[Given request]
Exactly the lines from the one containing "of the black" through the end of the data below are to be reproduced, and nothing besides them.

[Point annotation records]
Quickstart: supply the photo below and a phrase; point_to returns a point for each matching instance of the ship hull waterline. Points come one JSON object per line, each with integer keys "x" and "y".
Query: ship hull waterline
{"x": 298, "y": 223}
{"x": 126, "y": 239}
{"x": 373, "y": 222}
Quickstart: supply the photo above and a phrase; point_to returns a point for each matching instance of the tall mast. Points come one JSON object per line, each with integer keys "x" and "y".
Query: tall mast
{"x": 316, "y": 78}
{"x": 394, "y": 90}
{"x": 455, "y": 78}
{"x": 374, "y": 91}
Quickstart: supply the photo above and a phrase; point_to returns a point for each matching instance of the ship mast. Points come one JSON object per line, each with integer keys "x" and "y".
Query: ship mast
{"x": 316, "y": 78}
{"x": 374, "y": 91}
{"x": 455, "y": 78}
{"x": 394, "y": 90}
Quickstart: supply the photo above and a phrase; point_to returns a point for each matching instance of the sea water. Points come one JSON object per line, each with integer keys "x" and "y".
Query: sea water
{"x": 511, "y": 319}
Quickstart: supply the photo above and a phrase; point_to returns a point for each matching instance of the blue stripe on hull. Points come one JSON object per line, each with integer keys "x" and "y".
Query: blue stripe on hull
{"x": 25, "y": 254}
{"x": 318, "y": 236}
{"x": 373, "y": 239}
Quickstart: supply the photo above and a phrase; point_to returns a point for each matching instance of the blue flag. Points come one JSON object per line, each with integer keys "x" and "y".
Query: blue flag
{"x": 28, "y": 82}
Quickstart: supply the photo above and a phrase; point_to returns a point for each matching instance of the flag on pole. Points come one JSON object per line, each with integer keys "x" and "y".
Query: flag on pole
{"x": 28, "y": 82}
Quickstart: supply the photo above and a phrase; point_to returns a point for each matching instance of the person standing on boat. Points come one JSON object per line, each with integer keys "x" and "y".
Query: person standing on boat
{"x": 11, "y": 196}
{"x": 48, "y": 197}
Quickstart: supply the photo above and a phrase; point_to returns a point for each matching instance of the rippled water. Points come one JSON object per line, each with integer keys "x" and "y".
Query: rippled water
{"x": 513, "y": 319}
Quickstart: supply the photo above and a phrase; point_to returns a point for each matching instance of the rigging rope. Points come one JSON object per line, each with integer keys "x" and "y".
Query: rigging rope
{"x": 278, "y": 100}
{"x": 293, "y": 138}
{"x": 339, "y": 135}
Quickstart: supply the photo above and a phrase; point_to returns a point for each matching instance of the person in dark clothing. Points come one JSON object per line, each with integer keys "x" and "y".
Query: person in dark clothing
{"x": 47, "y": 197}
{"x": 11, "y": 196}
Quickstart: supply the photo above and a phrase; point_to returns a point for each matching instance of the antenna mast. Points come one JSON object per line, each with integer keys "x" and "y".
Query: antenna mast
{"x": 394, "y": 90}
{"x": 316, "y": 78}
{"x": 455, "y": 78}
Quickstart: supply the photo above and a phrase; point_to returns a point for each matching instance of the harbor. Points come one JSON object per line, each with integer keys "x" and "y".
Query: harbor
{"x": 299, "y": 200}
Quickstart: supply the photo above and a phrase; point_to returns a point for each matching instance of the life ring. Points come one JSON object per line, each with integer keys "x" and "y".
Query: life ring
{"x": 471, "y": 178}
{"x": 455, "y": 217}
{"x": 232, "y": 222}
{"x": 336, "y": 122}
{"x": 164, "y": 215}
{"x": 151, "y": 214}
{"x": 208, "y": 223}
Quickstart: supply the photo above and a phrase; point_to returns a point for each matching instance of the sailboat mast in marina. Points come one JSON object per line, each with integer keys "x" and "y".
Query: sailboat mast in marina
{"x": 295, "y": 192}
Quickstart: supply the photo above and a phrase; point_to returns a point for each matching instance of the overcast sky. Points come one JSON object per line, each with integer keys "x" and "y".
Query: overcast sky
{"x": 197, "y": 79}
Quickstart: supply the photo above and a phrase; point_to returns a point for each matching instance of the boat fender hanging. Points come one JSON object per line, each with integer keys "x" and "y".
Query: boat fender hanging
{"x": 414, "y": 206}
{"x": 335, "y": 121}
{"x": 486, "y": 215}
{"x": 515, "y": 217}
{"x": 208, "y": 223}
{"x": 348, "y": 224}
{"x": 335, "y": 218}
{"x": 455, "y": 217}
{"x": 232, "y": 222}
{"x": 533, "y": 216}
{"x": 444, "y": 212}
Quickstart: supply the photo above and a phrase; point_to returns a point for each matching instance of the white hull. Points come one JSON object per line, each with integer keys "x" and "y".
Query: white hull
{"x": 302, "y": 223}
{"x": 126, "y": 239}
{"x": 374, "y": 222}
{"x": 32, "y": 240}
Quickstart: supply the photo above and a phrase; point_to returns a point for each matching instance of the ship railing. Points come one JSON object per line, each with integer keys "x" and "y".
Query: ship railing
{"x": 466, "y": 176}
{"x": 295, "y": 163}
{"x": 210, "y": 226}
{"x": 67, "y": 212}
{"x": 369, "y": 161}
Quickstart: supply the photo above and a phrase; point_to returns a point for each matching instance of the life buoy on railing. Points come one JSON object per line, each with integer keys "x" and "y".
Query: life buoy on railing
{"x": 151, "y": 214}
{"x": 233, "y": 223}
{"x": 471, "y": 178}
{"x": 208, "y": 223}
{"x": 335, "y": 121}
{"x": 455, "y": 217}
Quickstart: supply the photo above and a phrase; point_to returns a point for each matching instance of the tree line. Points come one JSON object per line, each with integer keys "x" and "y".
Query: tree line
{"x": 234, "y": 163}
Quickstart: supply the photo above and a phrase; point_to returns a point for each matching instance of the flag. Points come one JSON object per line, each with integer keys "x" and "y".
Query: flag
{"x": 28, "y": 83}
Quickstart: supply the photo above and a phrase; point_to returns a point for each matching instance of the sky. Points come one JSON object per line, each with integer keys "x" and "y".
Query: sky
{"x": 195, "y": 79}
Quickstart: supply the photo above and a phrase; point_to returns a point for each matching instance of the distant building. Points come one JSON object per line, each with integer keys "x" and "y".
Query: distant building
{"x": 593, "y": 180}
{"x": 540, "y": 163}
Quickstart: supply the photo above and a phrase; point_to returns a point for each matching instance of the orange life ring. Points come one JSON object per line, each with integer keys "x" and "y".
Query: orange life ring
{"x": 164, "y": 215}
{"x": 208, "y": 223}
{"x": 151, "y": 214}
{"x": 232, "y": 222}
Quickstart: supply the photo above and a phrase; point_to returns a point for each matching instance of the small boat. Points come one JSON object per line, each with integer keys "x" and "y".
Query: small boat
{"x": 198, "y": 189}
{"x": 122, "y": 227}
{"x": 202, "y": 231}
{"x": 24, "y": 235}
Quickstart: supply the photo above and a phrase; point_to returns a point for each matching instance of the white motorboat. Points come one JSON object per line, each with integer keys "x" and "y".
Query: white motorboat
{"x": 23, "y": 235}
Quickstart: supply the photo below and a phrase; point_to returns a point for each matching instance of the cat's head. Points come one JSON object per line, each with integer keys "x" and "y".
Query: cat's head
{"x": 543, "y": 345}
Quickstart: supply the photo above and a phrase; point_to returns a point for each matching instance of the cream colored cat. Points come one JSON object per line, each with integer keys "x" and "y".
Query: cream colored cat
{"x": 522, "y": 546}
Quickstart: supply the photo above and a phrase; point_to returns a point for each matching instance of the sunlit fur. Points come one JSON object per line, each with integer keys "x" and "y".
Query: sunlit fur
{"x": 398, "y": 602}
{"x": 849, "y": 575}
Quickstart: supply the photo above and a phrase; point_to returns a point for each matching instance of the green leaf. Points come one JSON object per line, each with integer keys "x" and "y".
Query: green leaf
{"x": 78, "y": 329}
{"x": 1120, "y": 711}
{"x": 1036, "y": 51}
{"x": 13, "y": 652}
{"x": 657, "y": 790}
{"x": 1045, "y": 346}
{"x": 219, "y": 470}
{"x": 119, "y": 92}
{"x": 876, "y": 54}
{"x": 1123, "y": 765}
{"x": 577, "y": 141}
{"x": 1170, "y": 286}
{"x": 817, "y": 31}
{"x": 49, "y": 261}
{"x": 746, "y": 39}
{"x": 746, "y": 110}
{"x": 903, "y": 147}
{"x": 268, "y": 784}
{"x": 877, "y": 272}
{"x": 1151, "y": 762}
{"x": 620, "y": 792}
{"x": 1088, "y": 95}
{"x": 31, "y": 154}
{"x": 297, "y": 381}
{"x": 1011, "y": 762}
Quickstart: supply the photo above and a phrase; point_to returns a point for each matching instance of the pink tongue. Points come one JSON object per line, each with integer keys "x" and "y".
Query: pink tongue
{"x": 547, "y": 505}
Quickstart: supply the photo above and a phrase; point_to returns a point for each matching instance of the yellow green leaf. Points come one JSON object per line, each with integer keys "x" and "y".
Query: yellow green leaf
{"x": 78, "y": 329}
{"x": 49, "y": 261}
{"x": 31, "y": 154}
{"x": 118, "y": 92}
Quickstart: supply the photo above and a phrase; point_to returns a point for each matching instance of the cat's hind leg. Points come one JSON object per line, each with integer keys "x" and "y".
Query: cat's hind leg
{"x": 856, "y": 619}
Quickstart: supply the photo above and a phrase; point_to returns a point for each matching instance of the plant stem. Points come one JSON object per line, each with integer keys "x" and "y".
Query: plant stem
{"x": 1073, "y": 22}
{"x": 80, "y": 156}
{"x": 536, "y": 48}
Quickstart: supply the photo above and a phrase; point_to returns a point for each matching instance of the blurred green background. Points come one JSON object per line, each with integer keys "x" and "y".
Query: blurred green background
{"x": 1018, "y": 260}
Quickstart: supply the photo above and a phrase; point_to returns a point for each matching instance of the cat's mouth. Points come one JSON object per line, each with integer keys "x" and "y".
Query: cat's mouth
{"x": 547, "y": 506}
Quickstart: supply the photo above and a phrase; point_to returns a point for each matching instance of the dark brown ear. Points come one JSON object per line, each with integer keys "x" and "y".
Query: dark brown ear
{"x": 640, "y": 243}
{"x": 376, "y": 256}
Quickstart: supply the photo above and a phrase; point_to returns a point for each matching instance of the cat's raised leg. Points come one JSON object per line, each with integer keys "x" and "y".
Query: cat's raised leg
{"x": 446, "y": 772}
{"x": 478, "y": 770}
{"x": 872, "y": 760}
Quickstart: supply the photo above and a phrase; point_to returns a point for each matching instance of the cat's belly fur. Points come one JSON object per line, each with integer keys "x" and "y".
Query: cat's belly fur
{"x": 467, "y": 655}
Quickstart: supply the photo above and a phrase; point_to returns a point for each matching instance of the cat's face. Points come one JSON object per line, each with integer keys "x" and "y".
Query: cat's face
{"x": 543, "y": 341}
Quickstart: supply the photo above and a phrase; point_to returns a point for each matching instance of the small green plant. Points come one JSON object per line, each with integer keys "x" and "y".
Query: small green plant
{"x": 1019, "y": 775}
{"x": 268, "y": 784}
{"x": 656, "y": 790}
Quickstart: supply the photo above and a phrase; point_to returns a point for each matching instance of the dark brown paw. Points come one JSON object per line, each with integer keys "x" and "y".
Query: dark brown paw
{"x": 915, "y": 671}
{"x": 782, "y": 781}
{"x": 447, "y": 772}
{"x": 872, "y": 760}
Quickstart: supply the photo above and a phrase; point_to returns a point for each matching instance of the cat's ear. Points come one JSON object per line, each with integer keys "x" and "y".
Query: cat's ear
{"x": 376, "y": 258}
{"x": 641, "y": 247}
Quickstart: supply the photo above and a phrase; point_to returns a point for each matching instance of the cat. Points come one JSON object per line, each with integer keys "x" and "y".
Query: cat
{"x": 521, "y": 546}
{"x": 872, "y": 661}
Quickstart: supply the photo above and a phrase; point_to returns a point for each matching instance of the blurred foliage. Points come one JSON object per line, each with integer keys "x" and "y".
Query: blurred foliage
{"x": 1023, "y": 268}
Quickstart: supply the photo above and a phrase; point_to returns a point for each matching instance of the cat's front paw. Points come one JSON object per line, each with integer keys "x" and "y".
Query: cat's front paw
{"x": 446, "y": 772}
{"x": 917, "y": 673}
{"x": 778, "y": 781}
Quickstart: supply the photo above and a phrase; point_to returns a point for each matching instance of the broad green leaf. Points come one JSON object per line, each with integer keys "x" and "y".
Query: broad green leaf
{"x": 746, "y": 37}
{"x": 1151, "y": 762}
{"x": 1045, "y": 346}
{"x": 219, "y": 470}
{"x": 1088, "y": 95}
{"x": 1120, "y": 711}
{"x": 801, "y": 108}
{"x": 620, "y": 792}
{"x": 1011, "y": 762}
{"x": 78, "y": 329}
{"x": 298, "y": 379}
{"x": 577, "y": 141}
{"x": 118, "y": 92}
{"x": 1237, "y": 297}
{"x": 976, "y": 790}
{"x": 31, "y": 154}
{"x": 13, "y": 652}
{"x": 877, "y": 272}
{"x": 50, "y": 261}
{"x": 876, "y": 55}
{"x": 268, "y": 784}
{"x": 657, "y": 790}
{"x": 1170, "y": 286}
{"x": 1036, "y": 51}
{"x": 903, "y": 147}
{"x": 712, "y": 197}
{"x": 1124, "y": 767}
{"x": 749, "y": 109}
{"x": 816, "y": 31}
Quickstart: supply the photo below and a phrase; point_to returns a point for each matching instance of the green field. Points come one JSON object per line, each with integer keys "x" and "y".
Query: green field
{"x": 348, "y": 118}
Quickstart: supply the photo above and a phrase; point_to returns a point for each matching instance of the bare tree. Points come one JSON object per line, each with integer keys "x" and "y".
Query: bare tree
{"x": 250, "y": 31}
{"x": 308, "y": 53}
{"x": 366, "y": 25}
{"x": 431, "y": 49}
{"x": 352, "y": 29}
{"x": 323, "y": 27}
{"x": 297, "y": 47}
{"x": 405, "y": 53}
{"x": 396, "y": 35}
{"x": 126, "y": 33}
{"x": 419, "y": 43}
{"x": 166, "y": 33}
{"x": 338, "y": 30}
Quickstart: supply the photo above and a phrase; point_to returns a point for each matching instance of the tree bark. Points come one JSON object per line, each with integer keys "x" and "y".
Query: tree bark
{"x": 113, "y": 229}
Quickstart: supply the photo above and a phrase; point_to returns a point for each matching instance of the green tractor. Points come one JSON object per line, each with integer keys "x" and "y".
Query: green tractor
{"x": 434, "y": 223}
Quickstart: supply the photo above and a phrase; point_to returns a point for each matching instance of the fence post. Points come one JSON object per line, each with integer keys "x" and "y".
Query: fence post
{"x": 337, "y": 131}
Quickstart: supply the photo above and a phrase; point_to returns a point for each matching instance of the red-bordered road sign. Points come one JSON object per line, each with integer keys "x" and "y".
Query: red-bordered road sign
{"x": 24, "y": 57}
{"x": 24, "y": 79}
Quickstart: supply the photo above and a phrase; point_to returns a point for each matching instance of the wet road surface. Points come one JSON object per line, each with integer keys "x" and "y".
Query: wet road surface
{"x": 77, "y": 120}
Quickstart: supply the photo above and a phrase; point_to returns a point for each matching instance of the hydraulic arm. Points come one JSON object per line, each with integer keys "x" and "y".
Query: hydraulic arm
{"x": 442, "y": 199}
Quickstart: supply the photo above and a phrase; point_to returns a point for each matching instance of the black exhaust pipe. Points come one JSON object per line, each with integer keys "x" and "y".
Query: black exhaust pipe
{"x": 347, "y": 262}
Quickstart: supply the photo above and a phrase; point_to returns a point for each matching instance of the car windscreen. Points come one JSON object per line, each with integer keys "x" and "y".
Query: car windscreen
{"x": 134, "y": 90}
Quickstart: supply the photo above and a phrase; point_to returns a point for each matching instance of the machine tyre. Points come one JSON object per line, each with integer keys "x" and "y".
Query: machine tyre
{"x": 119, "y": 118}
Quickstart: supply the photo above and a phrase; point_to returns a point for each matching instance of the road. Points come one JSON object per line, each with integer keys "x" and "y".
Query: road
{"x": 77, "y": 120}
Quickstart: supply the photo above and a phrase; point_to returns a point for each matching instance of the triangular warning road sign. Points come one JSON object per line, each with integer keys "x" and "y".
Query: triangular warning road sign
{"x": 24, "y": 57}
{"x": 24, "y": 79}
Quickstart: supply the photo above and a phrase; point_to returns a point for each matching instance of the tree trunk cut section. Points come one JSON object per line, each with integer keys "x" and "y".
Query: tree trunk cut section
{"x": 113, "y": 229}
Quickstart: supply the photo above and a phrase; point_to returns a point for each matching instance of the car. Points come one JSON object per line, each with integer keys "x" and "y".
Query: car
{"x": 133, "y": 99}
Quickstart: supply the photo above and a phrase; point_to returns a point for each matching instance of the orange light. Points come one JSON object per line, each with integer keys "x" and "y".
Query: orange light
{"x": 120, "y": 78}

[Written answer]
Quickstart: supply the photo above and a phrase; point_to returns a point for each matching instance of the black exhaust pipe. Points come one JSON object per line, each with integer keys "x" and "y".
Query: black exhaust pipe
{"x": 347, "y": 262}
Quickstart: supply the photo above and a phrase; point_to returns a point for each matching instance of the car windscreen. Points come one JSON object per line, each with integer keys "x" and "y".
Query: car windscreen
{"x": 134, "y": 90}
Quickstart: supply the photo above and a phrase; point_to returns a point for each matching instance of the machine tyre. Points come one JSON object per line, each with integer keys "x" and "y".
Query: machine tyre
{"x": 119, "y": 118}
Quickstart: supply the photo above and a phrase; point_to returns a point for each matching instance of the road. Points come one JSON object per line, each with integer keys "x" and "y".
Query: road
{"x": 77, "y": 120}
Quickstart: supply the photo above and a phrase; point_to returns a point for each matching instance of the triangular warning road sign. Points come one JSON object per line, each with integer keys "x" and "y".
Query: triangular warning road sign
{"x": 24, "y": 57}
{"x": 24, "y": 79}
Quickstart: supply the photo above and a phrase; point_to returns a point for each matching instance of the tree trunk cut section. Points come one JSON object per line, each with integer keys "x" and "y".
Query: tree trunk cut section
{"x": 113, "y": 229}
Quickstart: supply the photo above and a phrase; point_to returns a point for each matching instance of the car. Points come one JSON object per line, each with integer keys "x" and "y".
Query: car
{"x": 133, "y": 99}
Quickstart: supply the photo above and a phrase; point_to returns a point for each matching instance of the orange light. Points come one JSON object per line, each with integer keys "x" and "y".
Query: orange light
{"x": 120, "y": 78}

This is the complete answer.